● What you have to do
All lines from the one with "mark: the innermost point of each instance of the fallen" through the end of the records below are to be given again exactly, and nothing else.

● Records to use
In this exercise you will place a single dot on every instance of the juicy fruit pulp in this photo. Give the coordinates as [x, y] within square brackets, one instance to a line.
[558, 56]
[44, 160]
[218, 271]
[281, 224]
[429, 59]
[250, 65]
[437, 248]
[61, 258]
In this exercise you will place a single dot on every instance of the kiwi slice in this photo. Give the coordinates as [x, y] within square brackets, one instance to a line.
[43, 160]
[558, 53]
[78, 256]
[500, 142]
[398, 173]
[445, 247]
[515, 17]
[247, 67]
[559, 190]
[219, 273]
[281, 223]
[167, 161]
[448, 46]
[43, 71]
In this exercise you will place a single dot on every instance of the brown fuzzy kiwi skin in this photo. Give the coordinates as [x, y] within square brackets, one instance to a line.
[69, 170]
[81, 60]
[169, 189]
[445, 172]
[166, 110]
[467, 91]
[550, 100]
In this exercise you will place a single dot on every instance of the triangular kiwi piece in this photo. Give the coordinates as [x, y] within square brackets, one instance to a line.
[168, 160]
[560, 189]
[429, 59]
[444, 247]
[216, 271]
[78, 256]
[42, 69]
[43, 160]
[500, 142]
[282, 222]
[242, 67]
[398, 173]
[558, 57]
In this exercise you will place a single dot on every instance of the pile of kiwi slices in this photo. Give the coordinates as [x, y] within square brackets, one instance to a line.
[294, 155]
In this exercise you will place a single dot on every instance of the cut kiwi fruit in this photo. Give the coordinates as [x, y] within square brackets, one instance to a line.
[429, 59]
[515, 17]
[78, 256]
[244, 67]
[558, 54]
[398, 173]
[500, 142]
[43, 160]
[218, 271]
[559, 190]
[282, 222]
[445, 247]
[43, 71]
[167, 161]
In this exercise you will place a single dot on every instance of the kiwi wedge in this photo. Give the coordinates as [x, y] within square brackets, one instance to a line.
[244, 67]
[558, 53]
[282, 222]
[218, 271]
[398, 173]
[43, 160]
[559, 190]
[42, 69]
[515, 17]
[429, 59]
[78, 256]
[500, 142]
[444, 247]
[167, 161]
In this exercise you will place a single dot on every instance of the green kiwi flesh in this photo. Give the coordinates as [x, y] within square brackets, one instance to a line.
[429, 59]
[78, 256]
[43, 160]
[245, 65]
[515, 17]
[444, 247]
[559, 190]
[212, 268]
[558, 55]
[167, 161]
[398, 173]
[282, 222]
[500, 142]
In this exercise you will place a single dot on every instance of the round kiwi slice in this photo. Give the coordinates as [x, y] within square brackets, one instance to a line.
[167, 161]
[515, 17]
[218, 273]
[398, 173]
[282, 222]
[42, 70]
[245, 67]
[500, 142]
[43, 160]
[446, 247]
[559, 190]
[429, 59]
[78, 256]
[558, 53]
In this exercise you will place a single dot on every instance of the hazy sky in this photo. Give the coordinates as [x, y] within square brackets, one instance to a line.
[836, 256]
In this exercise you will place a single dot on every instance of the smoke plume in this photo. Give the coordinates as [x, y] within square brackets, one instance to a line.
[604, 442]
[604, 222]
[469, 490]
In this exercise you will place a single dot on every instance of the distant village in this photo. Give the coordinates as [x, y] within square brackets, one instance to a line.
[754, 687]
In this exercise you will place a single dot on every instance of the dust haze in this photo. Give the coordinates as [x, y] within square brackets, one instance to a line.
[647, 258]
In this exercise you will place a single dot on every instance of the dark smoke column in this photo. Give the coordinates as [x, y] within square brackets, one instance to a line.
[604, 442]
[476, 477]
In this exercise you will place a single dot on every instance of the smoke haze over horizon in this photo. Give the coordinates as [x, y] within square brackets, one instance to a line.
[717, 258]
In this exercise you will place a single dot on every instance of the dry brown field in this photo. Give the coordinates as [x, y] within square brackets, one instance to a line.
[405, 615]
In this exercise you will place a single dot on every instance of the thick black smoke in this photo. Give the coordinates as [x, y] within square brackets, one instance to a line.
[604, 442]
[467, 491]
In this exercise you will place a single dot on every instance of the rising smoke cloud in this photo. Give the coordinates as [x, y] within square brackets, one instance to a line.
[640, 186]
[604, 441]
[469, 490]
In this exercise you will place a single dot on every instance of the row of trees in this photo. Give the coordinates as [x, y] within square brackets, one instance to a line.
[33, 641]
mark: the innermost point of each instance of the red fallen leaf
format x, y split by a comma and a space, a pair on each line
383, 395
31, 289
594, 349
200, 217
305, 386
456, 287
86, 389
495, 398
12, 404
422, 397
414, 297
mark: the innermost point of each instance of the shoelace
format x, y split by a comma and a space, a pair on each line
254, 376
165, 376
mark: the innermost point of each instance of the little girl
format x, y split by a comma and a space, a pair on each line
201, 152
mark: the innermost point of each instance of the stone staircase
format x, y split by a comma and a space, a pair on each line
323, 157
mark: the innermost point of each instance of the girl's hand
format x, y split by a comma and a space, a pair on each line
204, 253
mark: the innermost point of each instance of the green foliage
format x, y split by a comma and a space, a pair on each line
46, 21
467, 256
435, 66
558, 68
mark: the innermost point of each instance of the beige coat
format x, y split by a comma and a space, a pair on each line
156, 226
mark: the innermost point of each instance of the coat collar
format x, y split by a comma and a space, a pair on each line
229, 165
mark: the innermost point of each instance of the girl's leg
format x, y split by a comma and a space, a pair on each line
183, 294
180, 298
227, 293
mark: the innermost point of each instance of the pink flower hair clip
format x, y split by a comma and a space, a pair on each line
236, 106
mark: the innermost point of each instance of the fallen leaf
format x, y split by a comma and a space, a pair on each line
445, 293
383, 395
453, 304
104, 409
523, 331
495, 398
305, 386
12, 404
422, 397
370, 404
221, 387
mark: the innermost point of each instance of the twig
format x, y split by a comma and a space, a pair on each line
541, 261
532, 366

● Answer to this task
mark: the innermost point of each instance of the fallen leaf
format x, y split by a comma and a space, a pair on each line
445, 293
383, 395
453, 304
104, 409
523, 331
495, 398
305, 386
12, 404
422, 397
370, 404
221, 387
mark: the innermost point of each instance of the twig
format x, y split by a comma and a space, a pair on each line
541, 261
532, 366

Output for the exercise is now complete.